- Aim: Copy out the data below word for word, starting at the line that contains "Report one point per instance of the leafy" and continuing through the end of the data, inclusive.

- Material shown:
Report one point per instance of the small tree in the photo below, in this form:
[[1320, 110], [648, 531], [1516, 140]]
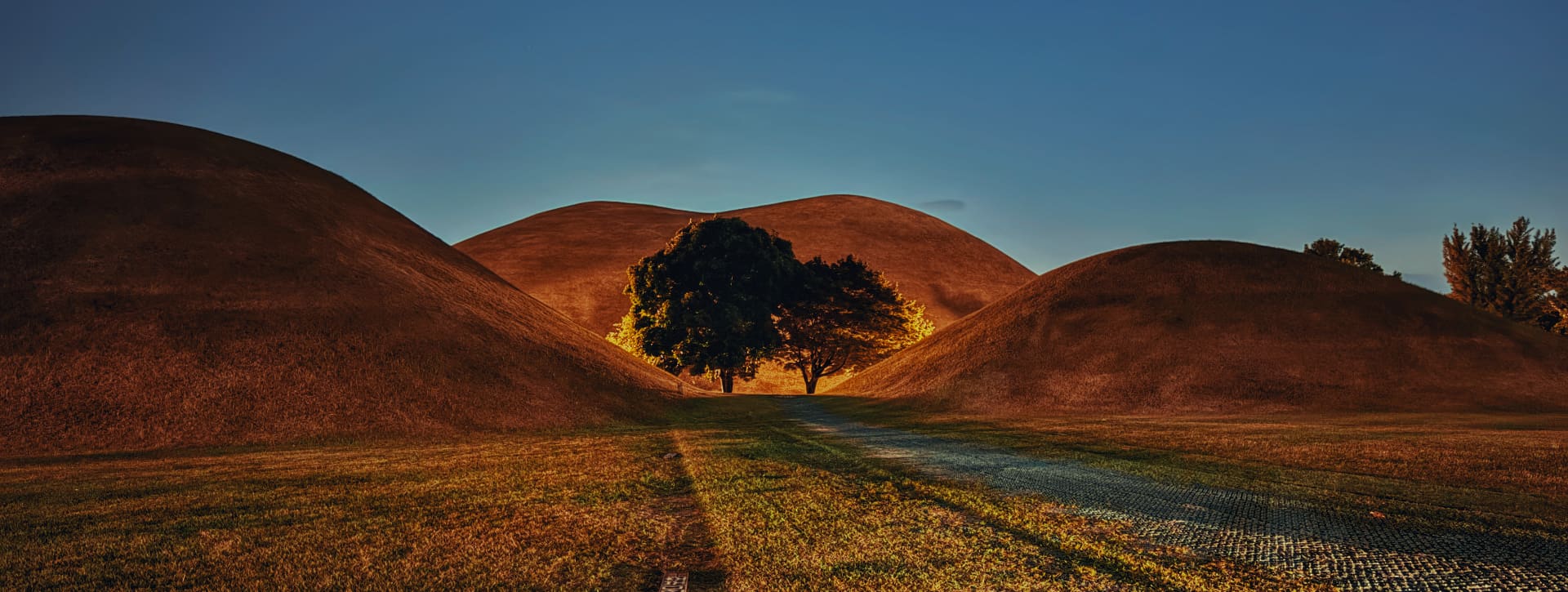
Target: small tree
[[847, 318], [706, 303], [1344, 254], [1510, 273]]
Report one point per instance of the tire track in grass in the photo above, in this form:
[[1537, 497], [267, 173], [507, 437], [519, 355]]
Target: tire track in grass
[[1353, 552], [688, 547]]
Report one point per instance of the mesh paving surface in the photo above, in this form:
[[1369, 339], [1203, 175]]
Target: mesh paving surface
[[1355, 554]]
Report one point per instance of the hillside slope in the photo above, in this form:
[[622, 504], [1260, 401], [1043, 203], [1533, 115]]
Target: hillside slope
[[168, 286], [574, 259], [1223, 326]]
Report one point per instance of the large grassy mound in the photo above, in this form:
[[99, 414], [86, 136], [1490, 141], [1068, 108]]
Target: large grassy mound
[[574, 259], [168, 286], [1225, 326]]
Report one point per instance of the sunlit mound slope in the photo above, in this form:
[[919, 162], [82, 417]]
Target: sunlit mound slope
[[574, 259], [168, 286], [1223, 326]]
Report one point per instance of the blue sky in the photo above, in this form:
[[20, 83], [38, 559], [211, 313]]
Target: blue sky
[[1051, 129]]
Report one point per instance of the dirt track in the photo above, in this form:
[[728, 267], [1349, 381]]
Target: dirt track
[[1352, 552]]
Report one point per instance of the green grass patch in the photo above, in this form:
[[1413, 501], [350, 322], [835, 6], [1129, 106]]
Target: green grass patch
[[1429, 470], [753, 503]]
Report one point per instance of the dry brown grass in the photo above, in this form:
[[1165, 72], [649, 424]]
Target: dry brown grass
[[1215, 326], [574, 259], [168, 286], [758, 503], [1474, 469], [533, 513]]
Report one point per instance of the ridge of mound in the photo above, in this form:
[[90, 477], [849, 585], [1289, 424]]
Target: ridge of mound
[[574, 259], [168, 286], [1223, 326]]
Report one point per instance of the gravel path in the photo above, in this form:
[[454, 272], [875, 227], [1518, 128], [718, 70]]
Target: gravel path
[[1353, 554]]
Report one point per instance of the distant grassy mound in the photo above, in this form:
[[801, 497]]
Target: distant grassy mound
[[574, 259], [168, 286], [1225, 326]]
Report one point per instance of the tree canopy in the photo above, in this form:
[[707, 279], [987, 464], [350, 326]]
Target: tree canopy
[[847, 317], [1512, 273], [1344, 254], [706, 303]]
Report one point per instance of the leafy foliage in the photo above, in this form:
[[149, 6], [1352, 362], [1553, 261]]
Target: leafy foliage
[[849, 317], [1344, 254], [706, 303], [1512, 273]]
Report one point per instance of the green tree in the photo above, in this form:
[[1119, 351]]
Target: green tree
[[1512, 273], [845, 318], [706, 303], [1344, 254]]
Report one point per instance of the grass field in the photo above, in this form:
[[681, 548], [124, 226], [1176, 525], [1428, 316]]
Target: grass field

- Correct result:
Report one point per instance of the leafy foliage in the photo above, in this form:
[[149, 6], [1352, 362], [1553, 261]]
Target: leafy foliage
[[849, 317], [1344, 254], [706, 303], [1512, 273]]
Report one point per instance of the green tree in the photo above, in this form:
[[1119, 351]]
Target: green tree
[[1512, 273], [845, 318], [706, 303], [1344, 254]]
Report one point per instance of the grass field in the photo above, in this form:
[[681, 548], [124, 226], [1176, 525], [1428, 316]]
Target: grass field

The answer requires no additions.